**EXERCISE DIRECTIONS:** The line containing "of the pine" and all lines following it in the listing below are to be reproduced exactly, with no other lines.

################

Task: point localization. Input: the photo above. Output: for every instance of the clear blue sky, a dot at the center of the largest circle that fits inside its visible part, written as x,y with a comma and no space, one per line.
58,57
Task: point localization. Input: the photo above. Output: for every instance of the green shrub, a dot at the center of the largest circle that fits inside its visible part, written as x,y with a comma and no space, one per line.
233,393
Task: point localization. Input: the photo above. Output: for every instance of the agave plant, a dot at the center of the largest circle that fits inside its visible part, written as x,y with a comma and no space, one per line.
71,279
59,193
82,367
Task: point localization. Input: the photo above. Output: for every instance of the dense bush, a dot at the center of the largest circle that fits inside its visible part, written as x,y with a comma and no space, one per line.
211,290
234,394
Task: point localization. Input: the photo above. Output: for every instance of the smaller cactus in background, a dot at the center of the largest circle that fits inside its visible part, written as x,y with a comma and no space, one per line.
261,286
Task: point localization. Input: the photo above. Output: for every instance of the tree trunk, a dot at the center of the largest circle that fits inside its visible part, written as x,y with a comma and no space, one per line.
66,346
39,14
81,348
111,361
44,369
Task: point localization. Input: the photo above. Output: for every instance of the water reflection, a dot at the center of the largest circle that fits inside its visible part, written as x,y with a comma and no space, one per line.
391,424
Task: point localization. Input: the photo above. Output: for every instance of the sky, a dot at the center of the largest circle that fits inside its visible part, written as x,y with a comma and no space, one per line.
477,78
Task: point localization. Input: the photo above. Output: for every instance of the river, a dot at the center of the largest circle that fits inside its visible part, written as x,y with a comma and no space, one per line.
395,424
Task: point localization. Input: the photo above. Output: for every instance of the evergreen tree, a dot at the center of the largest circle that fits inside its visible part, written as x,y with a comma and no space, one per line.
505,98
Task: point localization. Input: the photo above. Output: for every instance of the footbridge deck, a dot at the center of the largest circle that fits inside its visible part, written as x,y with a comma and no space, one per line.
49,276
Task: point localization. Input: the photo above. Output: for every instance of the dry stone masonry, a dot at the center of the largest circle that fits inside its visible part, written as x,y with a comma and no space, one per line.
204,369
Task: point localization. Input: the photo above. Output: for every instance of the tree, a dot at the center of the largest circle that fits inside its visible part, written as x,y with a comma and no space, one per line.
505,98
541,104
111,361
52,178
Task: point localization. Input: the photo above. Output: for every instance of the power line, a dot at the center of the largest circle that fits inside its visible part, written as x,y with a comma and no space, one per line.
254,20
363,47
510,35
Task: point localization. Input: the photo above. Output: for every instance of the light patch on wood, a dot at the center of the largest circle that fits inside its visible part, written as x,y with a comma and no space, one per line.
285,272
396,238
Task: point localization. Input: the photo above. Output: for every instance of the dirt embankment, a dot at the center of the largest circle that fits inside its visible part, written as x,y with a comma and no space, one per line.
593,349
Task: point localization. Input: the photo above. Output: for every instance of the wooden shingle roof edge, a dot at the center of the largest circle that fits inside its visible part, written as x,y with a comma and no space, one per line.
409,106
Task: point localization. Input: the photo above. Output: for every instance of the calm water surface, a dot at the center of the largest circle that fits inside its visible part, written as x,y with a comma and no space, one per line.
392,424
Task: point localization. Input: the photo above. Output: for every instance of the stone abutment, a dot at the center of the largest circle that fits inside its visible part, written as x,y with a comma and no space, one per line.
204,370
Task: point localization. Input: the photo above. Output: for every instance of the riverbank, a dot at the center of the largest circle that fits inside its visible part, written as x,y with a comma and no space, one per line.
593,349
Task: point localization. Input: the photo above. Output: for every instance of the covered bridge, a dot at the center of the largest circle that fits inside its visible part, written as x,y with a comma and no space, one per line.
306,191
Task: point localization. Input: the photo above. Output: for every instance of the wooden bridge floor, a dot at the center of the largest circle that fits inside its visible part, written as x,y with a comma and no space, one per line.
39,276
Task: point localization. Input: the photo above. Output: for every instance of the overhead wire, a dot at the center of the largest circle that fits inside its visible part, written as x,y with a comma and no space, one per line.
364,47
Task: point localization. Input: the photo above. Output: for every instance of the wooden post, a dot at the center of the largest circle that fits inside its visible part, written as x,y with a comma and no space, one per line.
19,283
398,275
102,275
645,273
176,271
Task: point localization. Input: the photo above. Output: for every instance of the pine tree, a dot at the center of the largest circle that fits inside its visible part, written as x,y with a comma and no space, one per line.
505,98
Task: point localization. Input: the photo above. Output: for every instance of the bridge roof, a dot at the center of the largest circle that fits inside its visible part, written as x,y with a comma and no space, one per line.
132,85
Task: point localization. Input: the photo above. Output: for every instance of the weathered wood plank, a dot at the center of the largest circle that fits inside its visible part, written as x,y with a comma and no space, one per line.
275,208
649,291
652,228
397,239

################

**EXPECTED ANSWER:**
Task: point localization. Input: the photo above. Output: for every instance of the pine tree, a dot at the center of the largest circle that fits inside its visible part, written as x,y with a comma and no space, one per line.
505,98
Task: point localization. Input: the photo above. Output: for every instance of the bridge roof, a dot at the center of the largest circle that fits inside its visible part, written as x,y with a comma and no space, one per line.
132,85
Task: point localization. Input: the photo above. Output: for every instance of the weathered wood plank, a dot at the center of the largest circle that fits inside its visible part, written as x,y with a comma and no space, one per line.
275,208
649,291
652,228
397,239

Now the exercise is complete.